___ MATERIAL FOR THE TASK
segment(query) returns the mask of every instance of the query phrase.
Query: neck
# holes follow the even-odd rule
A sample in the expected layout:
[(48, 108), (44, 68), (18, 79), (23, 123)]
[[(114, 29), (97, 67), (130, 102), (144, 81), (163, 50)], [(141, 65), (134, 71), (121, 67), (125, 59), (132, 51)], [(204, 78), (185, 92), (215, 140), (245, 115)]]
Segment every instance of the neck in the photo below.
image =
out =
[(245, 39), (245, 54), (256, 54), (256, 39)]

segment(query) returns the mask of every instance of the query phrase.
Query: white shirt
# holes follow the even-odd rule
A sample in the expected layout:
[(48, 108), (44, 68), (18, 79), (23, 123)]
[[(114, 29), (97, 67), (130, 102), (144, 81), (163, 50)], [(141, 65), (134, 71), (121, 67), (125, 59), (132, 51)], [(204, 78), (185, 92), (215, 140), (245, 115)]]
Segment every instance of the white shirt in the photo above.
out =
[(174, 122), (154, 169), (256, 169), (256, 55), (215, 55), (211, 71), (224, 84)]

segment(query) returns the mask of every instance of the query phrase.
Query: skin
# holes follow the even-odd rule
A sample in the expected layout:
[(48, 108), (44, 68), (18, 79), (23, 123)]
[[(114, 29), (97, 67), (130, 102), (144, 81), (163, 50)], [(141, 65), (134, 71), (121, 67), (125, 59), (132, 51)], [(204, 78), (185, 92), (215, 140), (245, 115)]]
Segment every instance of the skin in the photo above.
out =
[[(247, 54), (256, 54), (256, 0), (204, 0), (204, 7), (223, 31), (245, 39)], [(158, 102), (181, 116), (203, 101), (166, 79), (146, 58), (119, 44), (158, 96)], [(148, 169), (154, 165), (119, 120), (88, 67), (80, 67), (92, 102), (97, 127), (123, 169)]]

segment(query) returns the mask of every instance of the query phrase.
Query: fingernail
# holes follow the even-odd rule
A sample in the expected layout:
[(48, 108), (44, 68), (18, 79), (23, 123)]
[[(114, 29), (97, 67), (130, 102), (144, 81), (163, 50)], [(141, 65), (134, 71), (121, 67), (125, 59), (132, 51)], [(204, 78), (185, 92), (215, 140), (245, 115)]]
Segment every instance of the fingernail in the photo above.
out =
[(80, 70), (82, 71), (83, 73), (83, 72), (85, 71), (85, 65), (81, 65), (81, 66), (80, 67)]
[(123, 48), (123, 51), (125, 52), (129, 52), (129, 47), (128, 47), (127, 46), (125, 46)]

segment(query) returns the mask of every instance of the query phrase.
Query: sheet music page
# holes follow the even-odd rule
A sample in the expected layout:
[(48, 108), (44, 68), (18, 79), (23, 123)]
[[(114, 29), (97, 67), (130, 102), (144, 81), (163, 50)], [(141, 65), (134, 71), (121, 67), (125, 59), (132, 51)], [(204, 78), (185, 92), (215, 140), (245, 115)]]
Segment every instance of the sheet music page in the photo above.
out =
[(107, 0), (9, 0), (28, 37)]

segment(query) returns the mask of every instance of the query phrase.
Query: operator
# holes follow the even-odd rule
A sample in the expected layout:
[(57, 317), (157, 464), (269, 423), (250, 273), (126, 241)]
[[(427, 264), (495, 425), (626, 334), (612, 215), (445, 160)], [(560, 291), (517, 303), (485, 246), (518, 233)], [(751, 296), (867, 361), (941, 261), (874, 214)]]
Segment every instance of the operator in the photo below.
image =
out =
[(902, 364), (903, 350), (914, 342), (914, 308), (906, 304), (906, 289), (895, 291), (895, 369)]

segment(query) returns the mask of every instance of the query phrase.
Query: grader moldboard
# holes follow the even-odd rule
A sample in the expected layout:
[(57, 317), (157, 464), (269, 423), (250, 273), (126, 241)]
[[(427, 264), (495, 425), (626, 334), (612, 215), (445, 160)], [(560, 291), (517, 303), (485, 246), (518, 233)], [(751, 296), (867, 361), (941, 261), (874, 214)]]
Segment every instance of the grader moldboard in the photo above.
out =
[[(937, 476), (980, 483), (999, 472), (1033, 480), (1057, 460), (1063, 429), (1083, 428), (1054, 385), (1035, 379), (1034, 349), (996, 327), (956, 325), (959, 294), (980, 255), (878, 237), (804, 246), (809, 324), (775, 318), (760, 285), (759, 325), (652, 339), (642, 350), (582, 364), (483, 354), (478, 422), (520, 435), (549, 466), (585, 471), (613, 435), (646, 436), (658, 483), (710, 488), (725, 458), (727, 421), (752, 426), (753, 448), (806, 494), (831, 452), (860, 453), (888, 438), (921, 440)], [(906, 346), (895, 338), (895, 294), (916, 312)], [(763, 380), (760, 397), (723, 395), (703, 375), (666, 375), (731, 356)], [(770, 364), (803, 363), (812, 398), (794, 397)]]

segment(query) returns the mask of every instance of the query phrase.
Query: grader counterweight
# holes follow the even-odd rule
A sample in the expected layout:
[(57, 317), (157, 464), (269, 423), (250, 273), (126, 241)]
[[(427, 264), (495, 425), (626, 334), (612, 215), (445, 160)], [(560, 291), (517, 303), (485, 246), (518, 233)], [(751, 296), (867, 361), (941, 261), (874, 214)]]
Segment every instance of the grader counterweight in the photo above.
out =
______
**AIM**
Can you write out every record above again, renaming "expected layout" to "required format" and leaving all else unchanged?

**REPLY TO THE TASK**
segment(query) returns the mask of every instance of the query phrase.
Query: neck
# holes follow the even-odd rule
A sample in the required format:
[(48, 108), (44, 68), (18, 79), (23, 123)]
[[(114, 29), (97, 67), (130, 102), (144, 81), (163, 50)], [(141, 65), (134, 71), (121, 67), (125, 59), (132, 51)], [(204, 78), (185, 92), (215, 140), (245, 115)]]
Segment every instance of the neck in the photo below.
image =
out =
[(245, 39), (245, 54), (256, 54), (256, 39)]

segment(query) returns the mask of every instance of the query phrase.
Query: white shirt
# holes follow the even-odd rule
A sample in the required format:
[(48, 108), (44, 68), (18, 79), (23, 123)]
[[(114, 29), (97, 67), (130, 102), (144, 81), (163, 50)], [(141, 65), (134, 71), (121, 67), (125, 59), (132, 51)], [(204, 78), (185, 92), (215, 140), (245, 115)]]
Segment every instance of the white shirt in the photo above.
out =
[(174, 122), (154, 169), (256, 169), (256, 55), (215, 55), (211, 71), (224, 84)]

segment(query) returns the mask of every instance of the query phrase.
Query: skin
# holes follow the even-odd rule
A sample in the required format:
[(48, 108), (44, 68), (18, 79), (23, 123)]
[[(114, 29), (97, 67), (130, 102), (144, 81), (163, 50)], [(141, 65), (134, 71), (121, 67), (125, 59), (132, 51)], [(204, 78), (185, 92), (215, 140), (245, 115)]]
Segment every instance of the skin in the photo above.
out =
[[(247, 54), (256, 54), (256, 0), (204, 0), (204, 7), (223, 31), (245, 39)], [(158, 102), (181, 116), (203, 101), (166, 79), (146, 58), (119, 44), (158, 96)], [(148, 169), (154, 165), (119, 120), (88, 67), (80, 67), (92, 102), (97, 127), (123, 169)]]

segment(query) returns the mask of every instance of the query phrase.
Query: fingernail
# holes follow the even-odd rule
A sample in the required format:
[(48, 108), (44, 68), (18, 79), (23, 123)]
[[(114, 29), (97, 67), (130, 102), (144, 81), (163, 50)], [(141, 65), (134, 71), (121, 67), (125, 59), (132, 51)], [(204, 78), (185, 92), (215, 140), (245, 115)]]
Segment every instance of the fingernail in the photo above.
out =
[(80, 70), (82, 71), (83, 73), (83, 72), (85, 71), (85, 65), (81, 65), (81, 66), (80, 67)]
[(123, 48), (123, 51), (125, 52), (129, 52), (129, 47), (128, 47), (127, 46), (125, 46)]

segment(query) returns the mask of every instance of the query phrase.
Query: sheet music page
# holes follow the even-odd rule
A sample in the required format:
[(48, 108), (44, 68), (18, 79), (23, 123)]
[[(114, 29), (97, 67), (130, 102), (144, 81), (163, 50)], [(141, 65), (134, 71), (121, 67), (125, 59), (132, 51)], [(204, 78), (185, 92), (215, 140), (245, 115)]]
Segment every instance of the sheet music page in the photo above.
out =
[(107, 0), (9, 0), (28, 37)]

segment(query) returns the mask of every instance of the query phrase.
Query: operator
# holes follow the even-odd rule
A sample in the required format:
[(57, 317), (157, 464), (269, 423), (250, 273), (126, 241)]
[[(427, 264), (495, 425), (626, 334), (612, 215), (445, 160)], [(560, 291), (517, 303), (485, 246), (518, 233)], [(751, 296), (867, 361), (941, 261), (874, 214)]]
Segment every instance of the operator in the photo below.
image =
out =
[(902, 364), (903, 350), (914, 342), (914, 308), (906, 304), (906, 289), (895, 291), (895, 369)]

segment(query) returns the mask of every instance of the query phrase.
Query: grader moldboard
# holes follow the even-odd rule
A sample in the required format:
[(57, 317), (157, 464), (269, 423), (250, 273), (126, 241)]
[[(427, 264), (495, 425), (626, 334), (612, 215), (445, 160)], [(560, 291), (517, 303), (485, 246), (518, 233)], [(751, 296), (867, 361), (941, 261), (874, 214)]]
Segment every instance of the grader moldboard in the photo above.
out =
[[(937, 476), (980, 483), (999, 472), (1033, 480), (1057, 460), (1063, 429), (1083, 428), (1054, 385), (1035, 379), (1034, 349), (996, 327), (956, 325), (959, 294), (980, 255), (878, 237), (804, 246), (809, 324), (775, 318), (760, 285), (759, 325), (652, 339), (642, 350), (582, 364), (483, 354), (478, 422), (520, 435), (549, 466), (585, 471), (613, 435), (646, 436), (658, 483), (710, 488), (725, 458), (727, 421), (752, 426), (753, 448), (806, 494), (831, 452), (860, 453), (888, 438), (921, 440)], [(906, 346), (895, 338), (895, 294), (916, 312)], [(763, 380), (760, 397), (723, 395), (703, 375), (666, 375), (731, 356)], [(770, 364), (803, 363), (812, 398), (794, 397)]]

segment(query) returns the mask of every instance of the query phrase.
Query: grader counterweight
# holes follow the even-odd rule
A sample in the required format:
[(57, 317), (157, 464), (269, 423), (250, 273), (126, 241)]
[[(427, 264), (495, 425), (626, 334), (612, 215), (445, 160)], [(560, 291), (517, 303), (485, 246), (518, 233)], [(751, 296), (867, 361), (941, 261), (874, 214)]]
Segment every instance of the grader counterweight in the photo above.
out =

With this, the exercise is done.